Записи, выбранные из коллекции
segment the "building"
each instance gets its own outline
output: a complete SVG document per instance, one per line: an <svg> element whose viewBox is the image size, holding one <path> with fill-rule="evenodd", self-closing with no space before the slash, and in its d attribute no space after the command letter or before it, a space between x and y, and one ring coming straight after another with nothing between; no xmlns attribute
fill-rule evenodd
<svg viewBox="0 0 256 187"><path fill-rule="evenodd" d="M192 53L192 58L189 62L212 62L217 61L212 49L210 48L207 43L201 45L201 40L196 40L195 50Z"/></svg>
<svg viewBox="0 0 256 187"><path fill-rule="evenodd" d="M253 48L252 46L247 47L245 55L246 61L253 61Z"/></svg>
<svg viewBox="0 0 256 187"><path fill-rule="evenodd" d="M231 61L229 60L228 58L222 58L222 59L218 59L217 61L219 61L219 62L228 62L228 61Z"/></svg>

Задание
Перепечатайте все записи выше в точности, строка за строкой.

Решение
segment the "building"
each instance gets its own outline
output: a complete SVG document per instance, one per line: an <svg> element whose viewBox is the image size, holding one <path> with fill-rule="evenodd", self-closing with no space before the slash, and in its d attribute no space after the command letter or before it, a space between x and y, and one ring coming straight after another with nothing between; no xmlns attribute
fill-rule evenodd
<svg viewBox="0 0 256 187"><path fill-rule="evenodd" d="M192 53L192 58L189 62L212 62L217 61L212 49L210 48L207 43L201 45L201 40L196 40L195 50Z"/></svg>
<svg viewBox="0 0 256 187"><path fill-rule="evenodd" d="M253 48L252 46L247 47L245 55L246 61L253 61Z"/></svg>
<svg viewBox="0 0 256 187"><path fill-rule="evenodd" d="M231 61L229 60L228 58L222 58L222 59L218 59L217 61L219 61L219 62L228 62L228 61Z"/></svg>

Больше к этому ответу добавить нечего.